[Start Materials provided]

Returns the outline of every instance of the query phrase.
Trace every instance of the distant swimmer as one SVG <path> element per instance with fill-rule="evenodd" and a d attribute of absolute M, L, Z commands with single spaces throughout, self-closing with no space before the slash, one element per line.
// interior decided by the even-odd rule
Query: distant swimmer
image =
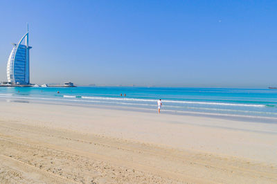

[End Materials provided]

▶ **Goal of the exercise**:
Put every line of the data above into a JSON list of strings, one string per line, with blank lines skipped and the picture left out.

▶ **Written answer**:
[
  "Returns the outline of every instance of the query phrase.",
  "Trace every instance of the distant swimmer as one SVG <path> element per instance with fill-rule=\"evenodd\" and a d attribute of absolute M, L, Z commands with single spaces throughout, self-closing with no space before the slash, one element per line.",
  "// interior decided by the even-odd rule",
  "Query: distant swimmer",
  "image ="
]